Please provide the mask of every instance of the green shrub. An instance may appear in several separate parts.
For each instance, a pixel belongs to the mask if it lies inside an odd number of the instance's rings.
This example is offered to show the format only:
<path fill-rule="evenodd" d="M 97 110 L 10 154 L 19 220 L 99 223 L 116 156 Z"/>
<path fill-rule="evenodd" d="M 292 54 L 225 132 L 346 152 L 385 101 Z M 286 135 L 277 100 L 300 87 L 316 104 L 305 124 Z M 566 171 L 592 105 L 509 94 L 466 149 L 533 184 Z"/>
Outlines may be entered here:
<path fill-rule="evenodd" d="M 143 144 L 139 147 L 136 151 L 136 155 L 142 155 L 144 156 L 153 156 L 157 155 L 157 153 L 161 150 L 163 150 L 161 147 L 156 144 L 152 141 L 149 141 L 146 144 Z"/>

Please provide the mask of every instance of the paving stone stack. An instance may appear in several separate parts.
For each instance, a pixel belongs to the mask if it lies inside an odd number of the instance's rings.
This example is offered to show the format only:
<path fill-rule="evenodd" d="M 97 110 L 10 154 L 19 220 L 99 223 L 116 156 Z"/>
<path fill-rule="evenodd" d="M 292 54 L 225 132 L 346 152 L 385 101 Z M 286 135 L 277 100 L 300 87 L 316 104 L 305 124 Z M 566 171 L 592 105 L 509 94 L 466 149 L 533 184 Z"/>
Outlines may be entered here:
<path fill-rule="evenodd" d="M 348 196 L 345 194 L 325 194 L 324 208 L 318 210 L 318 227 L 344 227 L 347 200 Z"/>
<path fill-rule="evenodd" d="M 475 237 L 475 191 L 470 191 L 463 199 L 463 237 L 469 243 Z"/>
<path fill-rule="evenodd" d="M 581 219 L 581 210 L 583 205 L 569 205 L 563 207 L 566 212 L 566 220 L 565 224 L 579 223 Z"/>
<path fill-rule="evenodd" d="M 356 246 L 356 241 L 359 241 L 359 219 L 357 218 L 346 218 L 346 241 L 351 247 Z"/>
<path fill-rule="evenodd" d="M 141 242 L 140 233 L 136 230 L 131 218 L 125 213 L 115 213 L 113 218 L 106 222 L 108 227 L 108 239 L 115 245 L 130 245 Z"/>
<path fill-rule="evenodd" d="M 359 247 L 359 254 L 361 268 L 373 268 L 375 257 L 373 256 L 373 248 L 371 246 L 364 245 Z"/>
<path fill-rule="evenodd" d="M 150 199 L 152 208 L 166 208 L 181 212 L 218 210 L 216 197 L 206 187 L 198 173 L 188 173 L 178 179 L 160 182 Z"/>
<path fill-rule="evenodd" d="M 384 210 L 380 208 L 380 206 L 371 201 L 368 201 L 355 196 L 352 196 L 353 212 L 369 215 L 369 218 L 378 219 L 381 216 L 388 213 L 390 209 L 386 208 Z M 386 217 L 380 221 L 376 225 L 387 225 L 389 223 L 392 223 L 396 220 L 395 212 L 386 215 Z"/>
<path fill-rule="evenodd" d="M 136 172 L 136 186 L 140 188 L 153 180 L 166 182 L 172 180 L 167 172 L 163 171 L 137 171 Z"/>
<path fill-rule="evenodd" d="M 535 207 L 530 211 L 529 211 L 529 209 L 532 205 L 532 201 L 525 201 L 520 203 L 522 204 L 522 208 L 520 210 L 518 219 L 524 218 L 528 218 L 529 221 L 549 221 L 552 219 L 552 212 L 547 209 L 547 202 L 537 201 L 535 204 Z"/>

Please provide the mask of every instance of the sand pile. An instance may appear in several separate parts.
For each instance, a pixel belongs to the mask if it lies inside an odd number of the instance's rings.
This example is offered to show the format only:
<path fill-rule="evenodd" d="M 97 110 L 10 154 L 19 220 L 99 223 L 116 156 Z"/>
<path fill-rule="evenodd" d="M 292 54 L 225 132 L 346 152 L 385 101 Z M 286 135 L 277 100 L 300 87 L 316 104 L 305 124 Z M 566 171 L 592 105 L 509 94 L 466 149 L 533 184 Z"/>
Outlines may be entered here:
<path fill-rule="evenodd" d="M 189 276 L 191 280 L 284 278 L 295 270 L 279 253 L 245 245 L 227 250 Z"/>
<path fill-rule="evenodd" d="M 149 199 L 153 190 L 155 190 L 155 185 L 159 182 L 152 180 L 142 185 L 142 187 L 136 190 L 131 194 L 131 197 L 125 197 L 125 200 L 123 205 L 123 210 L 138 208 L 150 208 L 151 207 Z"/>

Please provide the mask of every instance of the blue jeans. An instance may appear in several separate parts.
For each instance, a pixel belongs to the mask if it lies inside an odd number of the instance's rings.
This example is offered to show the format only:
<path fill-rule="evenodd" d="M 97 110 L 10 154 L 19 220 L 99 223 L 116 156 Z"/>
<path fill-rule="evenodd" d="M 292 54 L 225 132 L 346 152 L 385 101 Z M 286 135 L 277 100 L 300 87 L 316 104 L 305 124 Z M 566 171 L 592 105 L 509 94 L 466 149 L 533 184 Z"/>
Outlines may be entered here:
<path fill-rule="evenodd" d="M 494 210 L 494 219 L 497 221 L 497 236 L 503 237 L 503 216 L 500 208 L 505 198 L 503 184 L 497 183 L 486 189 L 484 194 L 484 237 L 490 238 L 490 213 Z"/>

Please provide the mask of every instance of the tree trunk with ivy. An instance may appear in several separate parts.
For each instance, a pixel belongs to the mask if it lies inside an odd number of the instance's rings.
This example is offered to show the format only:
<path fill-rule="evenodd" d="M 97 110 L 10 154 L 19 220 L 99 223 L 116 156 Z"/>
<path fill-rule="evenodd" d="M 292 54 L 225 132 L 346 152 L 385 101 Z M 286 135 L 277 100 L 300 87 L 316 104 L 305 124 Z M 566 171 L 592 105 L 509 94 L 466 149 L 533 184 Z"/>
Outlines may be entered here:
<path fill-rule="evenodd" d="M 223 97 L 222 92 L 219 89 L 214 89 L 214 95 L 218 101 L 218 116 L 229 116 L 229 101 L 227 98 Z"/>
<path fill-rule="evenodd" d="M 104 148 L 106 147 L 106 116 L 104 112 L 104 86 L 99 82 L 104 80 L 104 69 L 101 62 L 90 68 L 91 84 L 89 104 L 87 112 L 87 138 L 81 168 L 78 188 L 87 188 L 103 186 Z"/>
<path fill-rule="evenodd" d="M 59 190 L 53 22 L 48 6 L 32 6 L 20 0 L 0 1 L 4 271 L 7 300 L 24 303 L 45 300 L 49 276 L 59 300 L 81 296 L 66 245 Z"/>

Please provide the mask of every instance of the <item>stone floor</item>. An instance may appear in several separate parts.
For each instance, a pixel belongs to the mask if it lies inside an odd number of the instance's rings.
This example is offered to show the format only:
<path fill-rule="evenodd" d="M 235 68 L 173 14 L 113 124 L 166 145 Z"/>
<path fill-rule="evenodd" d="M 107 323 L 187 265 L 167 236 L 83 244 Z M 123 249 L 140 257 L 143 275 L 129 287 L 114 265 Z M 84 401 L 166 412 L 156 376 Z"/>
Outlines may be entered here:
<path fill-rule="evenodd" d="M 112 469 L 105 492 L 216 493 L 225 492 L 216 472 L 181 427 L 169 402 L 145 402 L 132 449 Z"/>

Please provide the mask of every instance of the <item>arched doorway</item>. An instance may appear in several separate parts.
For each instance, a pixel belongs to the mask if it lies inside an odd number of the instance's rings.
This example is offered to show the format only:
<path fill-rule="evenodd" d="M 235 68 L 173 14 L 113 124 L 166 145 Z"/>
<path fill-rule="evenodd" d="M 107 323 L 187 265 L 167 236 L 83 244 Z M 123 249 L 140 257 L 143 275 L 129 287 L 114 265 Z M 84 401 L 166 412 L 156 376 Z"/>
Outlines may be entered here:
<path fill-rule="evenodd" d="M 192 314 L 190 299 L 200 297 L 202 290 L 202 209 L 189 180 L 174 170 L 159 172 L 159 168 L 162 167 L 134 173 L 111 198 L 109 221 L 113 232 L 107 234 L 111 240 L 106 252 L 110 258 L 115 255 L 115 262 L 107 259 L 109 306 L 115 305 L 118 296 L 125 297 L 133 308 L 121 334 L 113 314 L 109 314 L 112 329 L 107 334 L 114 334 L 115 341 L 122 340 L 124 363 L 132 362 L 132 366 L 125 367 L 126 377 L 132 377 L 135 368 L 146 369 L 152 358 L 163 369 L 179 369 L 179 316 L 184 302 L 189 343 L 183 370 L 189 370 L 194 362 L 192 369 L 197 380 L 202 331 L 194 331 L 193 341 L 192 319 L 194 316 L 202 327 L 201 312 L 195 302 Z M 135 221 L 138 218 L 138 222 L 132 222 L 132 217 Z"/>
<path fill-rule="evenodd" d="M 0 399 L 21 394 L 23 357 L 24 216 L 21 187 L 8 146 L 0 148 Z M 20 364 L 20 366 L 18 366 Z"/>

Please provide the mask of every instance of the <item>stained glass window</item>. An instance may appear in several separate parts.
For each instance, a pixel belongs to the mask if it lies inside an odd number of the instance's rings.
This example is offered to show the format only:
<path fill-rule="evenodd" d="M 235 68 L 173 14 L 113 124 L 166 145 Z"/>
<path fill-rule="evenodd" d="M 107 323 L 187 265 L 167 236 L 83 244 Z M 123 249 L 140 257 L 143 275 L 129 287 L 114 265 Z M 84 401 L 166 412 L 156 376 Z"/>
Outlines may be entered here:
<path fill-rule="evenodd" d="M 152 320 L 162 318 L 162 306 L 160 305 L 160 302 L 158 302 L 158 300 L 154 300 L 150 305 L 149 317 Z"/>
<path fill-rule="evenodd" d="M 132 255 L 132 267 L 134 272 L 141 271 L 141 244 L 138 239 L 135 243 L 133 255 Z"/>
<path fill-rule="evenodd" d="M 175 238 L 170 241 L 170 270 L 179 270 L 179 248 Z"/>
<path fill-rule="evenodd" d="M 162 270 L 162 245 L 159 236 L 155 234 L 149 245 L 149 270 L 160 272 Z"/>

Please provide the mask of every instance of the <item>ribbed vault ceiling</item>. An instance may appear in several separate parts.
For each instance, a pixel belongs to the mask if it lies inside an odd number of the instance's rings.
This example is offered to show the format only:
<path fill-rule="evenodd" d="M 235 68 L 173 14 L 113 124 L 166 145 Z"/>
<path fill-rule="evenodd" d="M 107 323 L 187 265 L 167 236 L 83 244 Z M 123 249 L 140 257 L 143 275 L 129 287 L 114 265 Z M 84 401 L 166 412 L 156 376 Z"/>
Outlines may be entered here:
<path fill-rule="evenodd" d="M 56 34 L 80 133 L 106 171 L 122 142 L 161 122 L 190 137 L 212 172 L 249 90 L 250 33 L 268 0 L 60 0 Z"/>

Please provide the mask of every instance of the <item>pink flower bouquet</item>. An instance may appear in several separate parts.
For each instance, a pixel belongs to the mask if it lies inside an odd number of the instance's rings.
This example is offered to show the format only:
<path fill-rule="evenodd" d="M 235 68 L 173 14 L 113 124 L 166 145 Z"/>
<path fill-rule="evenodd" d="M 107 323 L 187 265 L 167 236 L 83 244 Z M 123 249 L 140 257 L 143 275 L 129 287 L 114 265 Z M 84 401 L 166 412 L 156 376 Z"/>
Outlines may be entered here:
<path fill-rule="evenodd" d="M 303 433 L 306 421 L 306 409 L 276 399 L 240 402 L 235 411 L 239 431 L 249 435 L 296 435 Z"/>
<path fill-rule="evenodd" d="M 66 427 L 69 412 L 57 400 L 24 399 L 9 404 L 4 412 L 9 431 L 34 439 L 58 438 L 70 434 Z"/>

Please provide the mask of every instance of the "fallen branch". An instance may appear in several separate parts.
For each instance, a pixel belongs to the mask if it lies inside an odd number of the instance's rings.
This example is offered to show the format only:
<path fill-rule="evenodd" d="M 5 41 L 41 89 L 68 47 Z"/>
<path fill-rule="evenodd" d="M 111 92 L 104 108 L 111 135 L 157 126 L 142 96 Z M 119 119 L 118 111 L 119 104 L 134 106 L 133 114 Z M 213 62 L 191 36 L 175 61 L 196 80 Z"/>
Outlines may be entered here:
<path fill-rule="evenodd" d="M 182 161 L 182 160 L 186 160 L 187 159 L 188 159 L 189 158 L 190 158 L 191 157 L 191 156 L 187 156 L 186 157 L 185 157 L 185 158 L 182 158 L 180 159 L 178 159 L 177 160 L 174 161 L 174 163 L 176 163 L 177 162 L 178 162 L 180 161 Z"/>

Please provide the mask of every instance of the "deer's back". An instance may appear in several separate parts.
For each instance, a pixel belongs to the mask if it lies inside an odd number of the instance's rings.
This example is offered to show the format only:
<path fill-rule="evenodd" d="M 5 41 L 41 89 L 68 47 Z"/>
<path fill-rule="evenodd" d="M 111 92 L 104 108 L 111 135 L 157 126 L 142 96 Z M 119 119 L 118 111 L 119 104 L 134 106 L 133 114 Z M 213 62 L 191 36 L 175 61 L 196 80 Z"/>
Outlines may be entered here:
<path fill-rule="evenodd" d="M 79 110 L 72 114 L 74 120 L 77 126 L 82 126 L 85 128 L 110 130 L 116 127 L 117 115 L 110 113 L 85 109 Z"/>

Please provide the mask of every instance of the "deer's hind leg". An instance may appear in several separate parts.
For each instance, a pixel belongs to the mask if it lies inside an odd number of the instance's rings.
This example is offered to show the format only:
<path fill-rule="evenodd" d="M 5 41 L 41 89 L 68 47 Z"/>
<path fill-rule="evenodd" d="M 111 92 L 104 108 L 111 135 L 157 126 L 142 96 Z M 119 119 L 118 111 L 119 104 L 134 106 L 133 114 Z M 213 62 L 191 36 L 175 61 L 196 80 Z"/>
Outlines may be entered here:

● **WRITTEN EXERCISE**
Set down the lines of the data verbatim, beginning with the first line and continuing through the line that contains "143 144 L 139", with both of those lines included.

● **SOLUTION FOR THIS EXERCISE**
Please provide the mask of every instance of the green shrub. An instance may appear in several separate parts.
For each instance, a pixel belongs to the mask if it lies inside an odd number of the instance's rings.
This example is offered to show the format only:
<path fill-rule="evenodd" d="M 97 110 L 10 154 L 19 220 L 99 223 L 116 156 Z"/>
<path fill-rule="evenodd" d="M 292 54 L 225 132 L 346 152 L 385 101 Z M 286 135 L 277 100 L 300 87 L 316 104 L 305 124 Z M 566 171 L 592 105 L 509 94 L 466 149 L 533 184 Z"/>
Outlines may be entered here:
<path fill-rule="evenodd" d="M 143 144 L 139 147 L 136 151 L 136 155 L 142 155 L 144 156 L 153 156 L 157 155 L 157 153 L 161 150 L 163 150 L 161 147 L 156 144 L 152 141 L 149 141 L 146 144 Z"/>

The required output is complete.